-- Document text follows --
There is also integration via the transaction messaging system (TMS) with many local systems including both new and legacy systems. Multiple vendors are producing applications - in the north of England examples of these are Lorenzo (iSOFT) and TPP. The full picture is very complex, as demonstrated by a slide containing roughly a hundred program modules.

The Electronic Prescription Service provides an example of interoperability. Release 2 of this is designed to support a paperless transaction from GP practice to patient to dispensing pharmacist. The link to the Prescription Pricing Authority carries some £6 billion worth of prescription details.

There are six main GP systems within the NHS, and some sixteen different systems within pharmacies. With suitable security measures in place, prescriptions generated in the GP systems cause messages to be sent across TMS to the Spine, and then onwards to the dispensing pharmacist.

The National Integration Centre has been set up to deliver this kind of interoperability. It has assured 15 national releases, 350 versions of 61 products outside the local service provider (LSP) contracts, released 121 Clinical Authority to Release certificates to suppliers outside the main LSP contracts, and assured 79 separate systems under the LSP contracts.

In summary, NPfIT uses a variety of bespoke and commercial off-the-shelf (COTS) products to deliver requirements. There are systems with more transactions (e.g. Google) and there are systems with greater data volumes (e.g. Ordnance Survey), but NHS systems combine both. The processing power in the Spine would place it in the top 100 of the World’s supercomputers.

In business terms, the original vision for NPfIT in 2002 consisted of the ‘Greek Temple’ model with three columns corresponding to the provision of a prescription service, a booking service and a life-long health record service, together with a base corresponding to the national electronic infrastructure (N3 and Spine).

This has now grown to an edifice with perhaps eleven columns - adding patient choice, digital imaging, secondary-user services (SUS), email, GP-to-GP record transfer, Quality Management Analysis System (QMAS), NHS Numbers for Babies and Bowel Cancer Screening. All of these systems are up and running. In addition, commissioning, payment-by-results, and plurality of provision are supported.
-- Document text concluded --
Work order A. Echo the passage on the NHS IT programme word for word, from "There is also" up to and including "hundred program modules.".
Work order B.
Answer these questions from the passage on the NHS IT programme above:
(i) How many main GP systems does it say there are within the NHS?
(ii) What two parts made up the base of the original "Greek Temple" model?
(iii) What value of prescription details does the link to the Prescription Pricing Authority carry?
Work order C. Pick up the passage on the NHS IT programme after its last sentence and write a continuation.
-- Dataset extract follows --
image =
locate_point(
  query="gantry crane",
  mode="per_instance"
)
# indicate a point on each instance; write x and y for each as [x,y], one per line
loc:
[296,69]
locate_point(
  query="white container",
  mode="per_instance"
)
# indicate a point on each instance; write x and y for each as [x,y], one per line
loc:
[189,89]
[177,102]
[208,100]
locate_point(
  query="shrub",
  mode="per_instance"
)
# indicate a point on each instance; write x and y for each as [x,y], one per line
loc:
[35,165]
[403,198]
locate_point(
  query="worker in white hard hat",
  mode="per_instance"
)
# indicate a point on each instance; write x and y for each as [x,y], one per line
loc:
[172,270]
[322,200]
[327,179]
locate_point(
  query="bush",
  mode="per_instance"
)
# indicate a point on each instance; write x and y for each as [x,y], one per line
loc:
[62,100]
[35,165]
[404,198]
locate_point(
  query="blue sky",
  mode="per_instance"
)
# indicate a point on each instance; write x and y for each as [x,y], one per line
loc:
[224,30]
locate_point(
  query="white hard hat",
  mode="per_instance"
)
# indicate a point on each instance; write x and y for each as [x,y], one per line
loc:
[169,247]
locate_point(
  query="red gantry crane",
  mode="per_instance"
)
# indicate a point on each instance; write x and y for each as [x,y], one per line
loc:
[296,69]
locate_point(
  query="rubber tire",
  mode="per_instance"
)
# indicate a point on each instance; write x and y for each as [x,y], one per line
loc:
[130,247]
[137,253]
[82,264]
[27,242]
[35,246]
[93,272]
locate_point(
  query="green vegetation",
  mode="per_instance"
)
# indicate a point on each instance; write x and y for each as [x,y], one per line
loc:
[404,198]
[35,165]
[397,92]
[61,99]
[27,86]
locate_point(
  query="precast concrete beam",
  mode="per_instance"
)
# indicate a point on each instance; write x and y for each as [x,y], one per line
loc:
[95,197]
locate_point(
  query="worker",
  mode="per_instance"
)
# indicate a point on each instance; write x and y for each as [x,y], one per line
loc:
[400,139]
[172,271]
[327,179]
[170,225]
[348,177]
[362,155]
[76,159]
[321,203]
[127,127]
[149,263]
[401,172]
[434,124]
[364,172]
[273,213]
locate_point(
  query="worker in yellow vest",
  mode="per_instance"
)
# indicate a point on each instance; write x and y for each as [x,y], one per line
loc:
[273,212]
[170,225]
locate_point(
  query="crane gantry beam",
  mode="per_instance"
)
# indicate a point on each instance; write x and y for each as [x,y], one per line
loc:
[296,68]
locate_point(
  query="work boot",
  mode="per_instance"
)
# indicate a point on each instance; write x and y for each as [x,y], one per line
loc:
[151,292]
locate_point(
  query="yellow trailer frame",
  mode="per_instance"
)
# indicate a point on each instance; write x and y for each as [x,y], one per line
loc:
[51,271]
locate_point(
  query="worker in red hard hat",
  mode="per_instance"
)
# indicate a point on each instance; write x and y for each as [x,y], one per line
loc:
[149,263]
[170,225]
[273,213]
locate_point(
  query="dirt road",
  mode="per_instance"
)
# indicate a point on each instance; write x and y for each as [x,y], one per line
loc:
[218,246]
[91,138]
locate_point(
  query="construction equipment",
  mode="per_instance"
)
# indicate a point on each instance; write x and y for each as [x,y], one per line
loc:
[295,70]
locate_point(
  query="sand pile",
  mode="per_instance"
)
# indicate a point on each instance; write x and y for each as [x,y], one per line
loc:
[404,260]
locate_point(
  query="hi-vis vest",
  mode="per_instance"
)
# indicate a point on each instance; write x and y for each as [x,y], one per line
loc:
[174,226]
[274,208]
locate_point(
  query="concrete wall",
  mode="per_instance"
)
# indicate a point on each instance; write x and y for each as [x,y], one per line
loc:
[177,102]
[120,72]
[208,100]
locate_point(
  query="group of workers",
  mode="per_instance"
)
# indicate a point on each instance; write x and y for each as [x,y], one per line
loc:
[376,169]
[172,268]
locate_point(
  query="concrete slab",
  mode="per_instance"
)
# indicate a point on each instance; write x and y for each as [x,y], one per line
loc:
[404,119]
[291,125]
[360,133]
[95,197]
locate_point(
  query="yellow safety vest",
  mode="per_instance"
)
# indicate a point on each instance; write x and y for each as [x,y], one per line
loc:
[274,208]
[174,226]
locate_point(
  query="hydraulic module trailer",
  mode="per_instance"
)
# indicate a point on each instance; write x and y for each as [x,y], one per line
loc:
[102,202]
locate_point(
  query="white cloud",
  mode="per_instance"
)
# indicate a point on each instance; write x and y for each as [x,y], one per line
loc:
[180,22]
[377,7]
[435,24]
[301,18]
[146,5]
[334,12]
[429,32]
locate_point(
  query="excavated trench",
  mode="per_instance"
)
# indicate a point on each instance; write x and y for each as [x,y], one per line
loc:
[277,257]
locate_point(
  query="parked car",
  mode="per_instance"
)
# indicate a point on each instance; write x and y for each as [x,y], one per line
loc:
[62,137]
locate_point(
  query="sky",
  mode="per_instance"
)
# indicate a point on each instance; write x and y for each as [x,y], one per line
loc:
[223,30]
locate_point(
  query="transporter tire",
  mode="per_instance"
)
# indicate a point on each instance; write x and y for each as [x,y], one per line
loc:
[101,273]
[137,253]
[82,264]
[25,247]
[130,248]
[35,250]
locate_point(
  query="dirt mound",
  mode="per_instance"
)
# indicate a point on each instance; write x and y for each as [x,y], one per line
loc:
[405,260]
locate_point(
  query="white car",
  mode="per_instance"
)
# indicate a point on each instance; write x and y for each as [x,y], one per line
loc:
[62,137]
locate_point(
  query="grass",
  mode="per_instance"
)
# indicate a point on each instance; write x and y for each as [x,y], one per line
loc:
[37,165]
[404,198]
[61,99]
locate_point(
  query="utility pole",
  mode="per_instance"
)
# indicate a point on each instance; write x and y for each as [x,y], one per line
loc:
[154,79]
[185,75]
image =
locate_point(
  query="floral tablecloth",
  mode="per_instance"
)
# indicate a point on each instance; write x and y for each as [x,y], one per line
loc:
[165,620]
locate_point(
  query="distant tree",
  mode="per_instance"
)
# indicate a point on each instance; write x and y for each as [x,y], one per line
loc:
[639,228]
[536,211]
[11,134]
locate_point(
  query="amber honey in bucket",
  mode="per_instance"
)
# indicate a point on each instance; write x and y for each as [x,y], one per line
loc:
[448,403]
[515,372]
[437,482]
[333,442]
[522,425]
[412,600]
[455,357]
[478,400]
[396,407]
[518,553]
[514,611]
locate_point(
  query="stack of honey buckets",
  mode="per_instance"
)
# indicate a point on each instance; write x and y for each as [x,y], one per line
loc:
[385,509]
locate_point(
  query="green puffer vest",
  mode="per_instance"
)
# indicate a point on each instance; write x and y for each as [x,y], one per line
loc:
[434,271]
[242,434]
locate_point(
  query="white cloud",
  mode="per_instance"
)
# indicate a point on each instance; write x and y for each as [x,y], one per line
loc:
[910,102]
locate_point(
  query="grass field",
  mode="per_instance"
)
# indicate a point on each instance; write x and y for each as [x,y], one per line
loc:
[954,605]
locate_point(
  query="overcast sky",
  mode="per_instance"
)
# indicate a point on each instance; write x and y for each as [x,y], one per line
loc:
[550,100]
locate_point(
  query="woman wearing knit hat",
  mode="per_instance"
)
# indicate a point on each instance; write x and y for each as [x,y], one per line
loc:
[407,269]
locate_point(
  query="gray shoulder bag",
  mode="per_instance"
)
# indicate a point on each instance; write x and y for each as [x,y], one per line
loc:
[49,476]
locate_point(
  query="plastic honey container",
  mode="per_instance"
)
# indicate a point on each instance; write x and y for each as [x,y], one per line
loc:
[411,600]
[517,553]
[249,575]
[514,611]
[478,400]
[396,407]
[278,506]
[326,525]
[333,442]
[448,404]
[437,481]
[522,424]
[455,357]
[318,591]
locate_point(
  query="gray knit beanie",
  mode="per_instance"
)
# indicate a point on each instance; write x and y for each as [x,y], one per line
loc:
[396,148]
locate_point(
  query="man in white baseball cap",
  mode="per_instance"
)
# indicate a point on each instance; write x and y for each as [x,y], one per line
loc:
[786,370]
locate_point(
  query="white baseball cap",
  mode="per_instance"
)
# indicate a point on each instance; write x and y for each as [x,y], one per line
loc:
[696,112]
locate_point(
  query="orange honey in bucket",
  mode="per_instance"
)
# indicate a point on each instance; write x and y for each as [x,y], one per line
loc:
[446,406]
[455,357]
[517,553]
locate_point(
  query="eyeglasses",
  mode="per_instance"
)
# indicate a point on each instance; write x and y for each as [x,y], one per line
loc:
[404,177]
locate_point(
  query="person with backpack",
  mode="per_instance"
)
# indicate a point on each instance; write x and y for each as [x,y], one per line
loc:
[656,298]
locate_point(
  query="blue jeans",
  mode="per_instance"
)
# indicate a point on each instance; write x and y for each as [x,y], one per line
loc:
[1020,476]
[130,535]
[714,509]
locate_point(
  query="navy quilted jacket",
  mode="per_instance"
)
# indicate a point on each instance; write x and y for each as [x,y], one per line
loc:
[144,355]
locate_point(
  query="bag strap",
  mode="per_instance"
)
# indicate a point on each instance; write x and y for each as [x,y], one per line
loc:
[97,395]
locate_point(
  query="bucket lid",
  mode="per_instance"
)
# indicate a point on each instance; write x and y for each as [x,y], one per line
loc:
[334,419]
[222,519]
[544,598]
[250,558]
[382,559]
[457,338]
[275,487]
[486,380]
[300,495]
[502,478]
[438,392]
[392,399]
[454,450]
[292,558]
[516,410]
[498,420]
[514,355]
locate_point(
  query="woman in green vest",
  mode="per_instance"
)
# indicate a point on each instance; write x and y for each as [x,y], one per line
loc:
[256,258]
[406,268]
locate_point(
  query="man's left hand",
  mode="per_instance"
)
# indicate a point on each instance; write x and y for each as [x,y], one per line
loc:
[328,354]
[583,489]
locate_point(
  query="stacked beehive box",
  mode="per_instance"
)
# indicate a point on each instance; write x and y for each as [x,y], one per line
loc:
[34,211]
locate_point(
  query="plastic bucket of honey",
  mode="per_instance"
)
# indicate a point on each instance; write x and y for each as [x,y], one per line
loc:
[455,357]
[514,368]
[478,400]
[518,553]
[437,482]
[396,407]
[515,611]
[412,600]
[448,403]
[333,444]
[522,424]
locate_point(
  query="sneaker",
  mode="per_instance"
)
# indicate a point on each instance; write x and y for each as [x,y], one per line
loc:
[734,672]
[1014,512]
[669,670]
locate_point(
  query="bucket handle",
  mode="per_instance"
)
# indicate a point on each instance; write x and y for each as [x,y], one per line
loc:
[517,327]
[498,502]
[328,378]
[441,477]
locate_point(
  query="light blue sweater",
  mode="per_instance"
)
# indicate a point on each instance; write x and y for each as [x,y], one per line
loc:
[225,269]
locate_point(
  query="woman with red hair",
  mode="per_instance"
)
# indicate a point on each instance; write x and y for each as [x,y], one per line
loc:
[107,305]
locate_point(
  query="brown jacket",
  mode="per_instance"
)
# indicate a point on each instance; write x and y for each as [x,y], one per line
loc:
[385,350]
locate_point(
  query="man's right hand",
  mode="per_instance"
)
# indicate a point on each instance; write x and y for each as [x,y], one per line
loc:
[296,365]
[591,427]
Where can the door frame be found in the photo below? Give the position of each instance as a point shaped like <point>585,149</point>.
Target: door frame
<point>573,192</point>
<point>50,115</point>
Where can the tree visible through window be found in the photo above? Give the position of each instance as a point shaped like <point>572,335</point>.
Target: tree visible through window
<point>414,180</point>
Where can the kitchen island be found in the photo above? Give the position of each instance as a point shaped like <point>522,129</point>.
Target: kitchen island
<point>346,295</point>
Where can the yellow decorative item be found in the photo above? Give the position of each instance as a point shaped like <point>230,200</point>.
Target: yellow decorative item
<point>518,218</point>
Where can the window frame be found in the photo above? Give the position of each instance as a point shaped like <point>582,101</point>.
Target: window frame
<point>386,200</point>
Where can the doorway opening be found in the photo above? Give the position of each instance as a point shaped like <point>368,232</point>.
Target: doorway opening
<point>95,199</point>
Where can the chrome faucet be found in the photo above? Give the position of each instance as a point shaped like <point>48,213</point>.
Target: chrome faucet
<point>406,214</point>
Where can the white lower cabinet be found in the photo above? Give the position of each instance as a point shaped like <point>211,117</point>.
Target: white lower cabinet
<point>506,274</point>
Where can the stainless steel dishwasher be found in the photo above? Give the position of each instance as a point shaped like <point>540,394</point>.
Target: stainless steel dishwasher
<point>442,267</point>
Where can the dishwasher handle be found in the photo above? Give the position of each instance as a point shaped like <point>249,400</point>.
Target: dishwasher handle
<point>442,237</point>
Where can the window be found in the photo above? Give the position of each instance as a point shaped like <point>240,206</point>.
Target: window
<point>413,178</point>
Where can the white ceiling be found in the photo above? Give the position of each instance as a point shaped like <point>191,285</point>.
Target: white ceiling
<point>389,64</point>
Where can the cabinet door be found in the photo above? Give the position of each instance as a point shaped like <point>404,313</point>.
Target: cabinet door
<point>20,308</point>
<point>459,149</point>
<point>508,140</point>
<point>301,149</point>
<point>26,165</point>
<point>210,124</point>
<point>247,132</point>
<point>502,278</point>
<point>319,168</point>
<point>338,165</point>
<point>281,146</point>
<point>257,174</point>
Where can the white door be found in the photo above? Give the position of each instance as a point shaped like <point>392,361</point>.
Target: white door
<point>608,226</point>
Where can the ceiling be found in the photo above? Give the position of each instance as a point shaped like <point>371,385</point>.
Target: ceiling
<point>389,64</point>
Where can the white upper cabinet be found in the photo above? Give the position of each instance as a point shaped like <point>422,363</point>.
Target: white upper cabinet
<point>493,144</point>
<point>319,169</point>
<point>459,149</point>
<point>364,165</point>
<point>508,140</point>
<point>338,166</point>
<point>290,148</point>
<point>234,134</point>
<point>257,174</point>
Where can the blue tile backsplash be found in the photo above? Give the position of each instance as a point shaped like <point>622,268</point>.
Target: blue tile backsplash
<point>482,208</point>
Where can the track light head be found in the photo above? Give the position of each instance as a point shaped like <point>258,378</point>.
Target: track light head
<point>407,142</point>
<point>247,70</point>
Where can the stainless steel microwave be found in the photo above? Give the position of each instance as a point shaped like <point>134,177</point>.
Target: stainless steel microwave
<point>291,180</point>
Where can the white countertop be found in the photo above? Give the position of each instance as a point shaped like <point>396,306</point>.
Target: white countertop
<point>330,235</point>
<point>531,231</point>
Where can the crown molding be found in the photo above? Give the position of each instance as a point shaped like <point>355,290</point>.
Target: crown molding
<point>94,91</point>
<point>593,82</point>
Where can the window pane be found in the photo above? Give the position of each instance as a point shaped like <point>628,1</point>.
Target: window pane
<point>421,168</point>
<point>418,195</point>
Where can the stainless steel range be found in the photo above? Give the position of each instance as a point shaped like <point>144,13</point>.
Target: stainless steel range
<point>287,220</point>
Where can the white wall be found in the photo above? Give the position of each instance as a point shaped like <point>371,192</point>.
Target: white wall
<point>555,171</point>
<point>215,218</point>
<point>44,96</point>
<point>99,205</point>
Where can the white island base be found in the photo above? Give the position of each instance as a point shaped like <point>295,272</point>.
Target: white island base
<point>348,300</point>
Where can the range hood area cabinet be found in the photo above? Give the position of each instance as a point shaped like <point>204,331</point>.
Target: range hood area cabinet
-- Dataset extract concluded --
Result A.
There is also integration via the transaction messaging system (TMS) with many local systems including both new and legacy systems. Multiple vendors are producing applications - in the north of England examples of these are Lorenzo (iSOFT) and TPP. The full picture is very complex, as demonstrated by a slide containing roughly a hundred program modules.

Result B.
(i) Six.
(ii) N3 and Spine, corresponding to the national electronic infrastructure.
(iii) Some £6 billion.

Result C.
Other programs are delivered by other bodies, like the Staff Salaries System commissioned by the Department of Health’s Workforce Directorate. They also commissioned MTAS, the system for processing applications for junior doctor posts which suffered from adverse publicity in 2008. Paul suggested that there may be advantages in keeping everything under one organisational roof.

In a typical week (figures from May 2007), 1,250 new users registered for access to the NHS Care Record Service and 50,000 unique users accessed the main NCRS database. A total of 650,000 prescriptions were transmitted electronically, 6.5m patient digital images were captured and stored, and 7m queries recorded on the Patient Demographics Service (PDS). Electronic bookings made via Choose and Book (C&B) totalled 90,000. About 50 per cent of GP-referred first outpatient bookings to the acute sector are now made this way.

Paul suggested that there are several myths associated with NPfIT. The National Audit Office confirms that it is not over budget in terms of its core contracts, these remaining at just over a forecast outturn cost of £6bn. NPfIT is not a single programme so press statements of the form ‘The Programme is delayed’ cannot be totally accurate.

Some projects (like N3 and PACS) have come in early and under budget, but it is true that some projects are well behind schedule. There has been plenty of clinical engagement, as Paul himself can testify. There have been policy changes since the contracts were made, but this is hardly surprising and the architecture referred to earlier is designed to support change. Paul argued that QMAS has improved patient care, and PACS has reduced diagnostic waiting times and shown payback (in one typical example) within six months.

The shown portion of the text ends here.